EXERCICES À FAIRE:
a: Répondez à ces questions à partir de l'extrait sur le budget des transports.
(i) Quel montant de crédits de paiement les dépenses en capital de transport financées sur le budget général représentaient-elles en 1988 ?
(ii) À quel pourcentage passe la part des dépenses en capital en 1999 si l'on compte l'apport des comptes d'affectation spéciale ?
(iii) Quelle institution a rappelé à plusieurs reprises que les comptes d'affectation spéciale font partie intégrante du budget de l'État ?
b: Recopiez fidèlement, dans l'extrait sur le budget des transports, le passage qui va de "Et il ne s'agit" jusqu'à "au transport combiné.".

EXTRAIT FOURNI:
#####
Ainsi, dans le domaine des transports, les dépenses en capital financées sur le budget général réprésentaient 7,2 milliards de francs de crédits de paiement en 1988. Or c'est exactement la même somme qui est prévue pour 1999. Si l'on tient compte de l'effet de l'inflation, même si celle-ci s'est beaucoup réduite en douze ans, c'est bien d'une diminution sévère en francs constants qu'il s'agit. La part des dépenses en capital dans le total du budget est ainsi passée de 6,6 % en 1988 à 5 % en 1999.
En revanche, si l'on prend en compte l'apport des comptes d'affectation spéciale - un peu plus de 4,6 milliards de francs actuellement sur les seules dépenses de transport - l'évolution redevient favorable et la part des dépenses en capital passe alors à 8,4 % en 1999.
On perçoit ainsi tout l'intérêt qu'il faut porter à ces ressources affectées, qui préservent notre capacité d'intervention.
Et il ne s'agit pas d'une astuce, car les comptes d'affectation spéciale font partie intégrante du budget de l'Etat. Le Conseil constitutionnel a eu, à plusieurs reprises, l'occasion de le rappeler.
J'ajoute qu'il s'agit d'un outil budgétaire qui peut aider à atteindre l'objectif de l'intermodalité, auquel beaucoup d'entre vous sont attachés. Il permet de régler le « curseur » plus facilement qu'en conférence budgétaire, pour donner, par exemple, la priorité au transport ferroviaire et au transport combiné.
#####
Éléments stockés d'une collection:
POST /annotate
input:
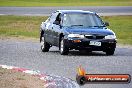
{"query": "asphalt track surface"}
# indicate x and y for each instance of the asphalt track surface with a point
(42, 11)
(27, 54)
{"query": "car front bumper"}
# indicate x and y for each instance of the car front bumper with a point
(84, 44)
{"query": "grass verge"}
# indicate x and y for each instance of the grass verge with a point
(28, 26)
(65, 3)
(13, 79)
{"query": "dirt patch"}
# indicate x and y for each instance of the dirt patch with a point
(13, 79)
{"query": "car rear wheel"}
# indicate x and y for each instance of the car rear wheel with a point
(110, 52)
(44, 45)
(63, 49)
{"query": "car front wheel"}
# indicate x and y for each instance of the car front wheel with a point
(44, 45)
(63, 49)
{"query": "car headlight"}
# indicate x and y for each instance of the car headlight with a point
(76, 36)
(110, 37)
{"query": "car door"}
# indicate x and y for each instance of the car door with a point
(56, 28)
(49, 28)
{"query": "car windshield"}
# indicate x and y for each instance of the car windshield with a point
(82, 20)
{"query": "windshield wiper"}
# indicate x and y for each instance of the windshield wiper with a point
#####
CORRIGÉS:
a:
(i) 7,2 milliards de francs.
(ii) 8,4 %.
(iii) Le Conseil constitutionnel.

b:
Et il ne s'agit pas d'une astuce, car les comptes d'affectation spéciale font partie intégrante du budget de l'Etat. Le Conseil constitutionnel a eu, à plusieurs reprises, l'occasion de le rappeler.
J'ajoute qu'il s'agit d'un outil budgétaire qui peut aider à atteindre l'objectif de l'intermodalité, auquel beaucoup d'entre vous sont attachés. Il permet de régler le « curseur » plus facilement qu'en conférence budgétaire, pour donner, par exemple, la priorité au transport ferroviaire et au transport combiné.